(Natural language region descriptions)
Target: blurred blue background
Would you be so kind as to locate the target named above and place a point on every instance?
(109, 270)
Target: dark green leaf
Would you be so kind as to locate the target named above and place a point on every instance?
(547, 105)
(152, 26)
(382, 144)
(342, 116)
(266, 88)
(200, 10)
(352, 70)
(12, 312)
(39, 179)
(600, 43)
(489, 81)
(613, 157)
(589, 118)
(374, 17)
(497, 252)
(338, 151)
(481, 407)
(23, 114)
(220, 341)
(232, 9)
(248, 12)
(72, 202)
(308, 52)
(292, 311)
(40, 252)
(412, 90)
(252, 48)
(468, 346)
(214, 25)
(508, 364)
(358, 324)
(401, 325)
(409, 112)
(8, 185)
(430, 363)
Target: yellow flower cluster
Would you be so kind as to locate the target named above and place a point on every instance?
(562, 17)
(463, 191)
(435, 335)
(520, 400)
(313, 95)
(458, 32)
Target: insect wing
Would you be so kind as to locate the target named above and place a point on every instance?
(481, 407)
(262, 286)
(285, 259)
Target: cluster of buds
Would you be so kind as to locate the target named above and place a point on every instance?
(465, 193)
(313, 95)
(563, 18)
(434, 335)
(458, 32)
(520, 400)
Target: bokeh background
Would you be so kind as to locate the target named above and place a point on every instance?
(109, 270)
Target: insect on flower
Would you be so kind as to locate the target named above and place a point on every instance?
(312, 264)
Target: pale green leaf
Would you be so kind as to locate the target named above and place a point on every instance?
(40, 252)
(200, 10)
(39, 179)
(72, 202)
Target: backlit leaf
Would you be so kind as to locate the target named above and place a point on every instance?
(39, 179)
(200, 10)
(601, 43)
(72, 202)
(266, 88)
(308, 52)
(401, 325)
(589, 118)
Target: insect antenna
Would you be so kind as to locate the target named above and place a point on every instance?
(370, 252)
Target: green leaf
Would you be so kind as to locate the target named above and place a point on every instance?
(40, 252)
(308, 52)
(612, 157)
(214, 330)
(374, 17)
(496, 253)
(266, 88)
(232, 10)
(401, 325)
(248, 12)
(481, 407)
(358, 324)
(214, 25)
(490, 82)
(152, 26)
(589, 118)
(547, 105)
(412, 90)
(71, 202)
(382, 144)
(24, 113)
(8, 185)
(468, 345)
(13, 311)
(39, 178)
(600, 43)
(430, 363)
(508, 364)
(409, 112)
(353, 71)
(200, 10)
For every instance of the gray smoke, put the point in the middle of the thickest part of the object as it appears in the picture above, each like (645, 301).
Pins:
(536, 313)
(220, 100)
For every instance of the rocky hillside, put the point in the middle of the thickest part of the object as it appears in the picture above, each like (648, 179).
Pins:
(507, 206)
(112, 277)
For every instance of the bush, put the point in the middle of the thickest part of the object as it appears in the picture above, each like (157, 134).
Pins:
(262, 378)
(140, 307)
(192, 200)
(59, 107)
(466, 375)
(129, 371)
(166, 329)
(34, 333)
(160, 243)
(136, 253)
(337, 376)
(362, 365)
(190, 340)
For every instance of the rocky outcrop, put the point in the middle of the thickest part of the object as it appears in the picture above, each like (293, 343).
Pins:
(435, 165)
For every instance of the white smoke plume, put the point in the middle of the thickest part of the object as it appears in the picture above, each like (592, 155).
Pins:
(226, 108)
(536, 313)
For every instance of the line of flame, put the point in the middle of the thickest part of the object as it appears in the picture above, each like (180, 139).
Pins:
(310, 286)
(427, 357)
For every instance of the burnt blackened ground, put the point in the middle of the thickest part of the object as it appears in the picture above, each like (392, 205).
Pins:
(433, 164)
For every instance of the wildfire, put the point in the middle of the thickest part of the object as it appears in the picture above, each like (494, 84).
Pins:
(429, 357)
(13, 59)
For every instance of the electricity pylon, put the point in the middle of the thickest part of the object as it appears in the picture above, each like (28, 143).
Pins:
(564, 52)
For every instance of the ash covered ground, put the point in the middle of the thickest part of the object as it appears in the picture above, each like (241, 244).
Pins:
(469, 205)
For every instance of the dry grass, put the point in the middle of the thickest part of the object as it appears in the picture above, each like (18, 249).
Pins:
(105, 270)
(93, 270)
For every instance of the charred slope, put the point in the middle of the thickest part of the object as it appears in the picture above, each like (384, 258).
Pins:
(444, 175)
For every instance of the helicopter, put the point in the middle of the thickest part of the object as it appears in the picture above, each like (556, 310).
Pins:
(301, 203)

[Work required] Your answer must be a single number: the count of lines in these records that contain "cluster".

[Solution] 2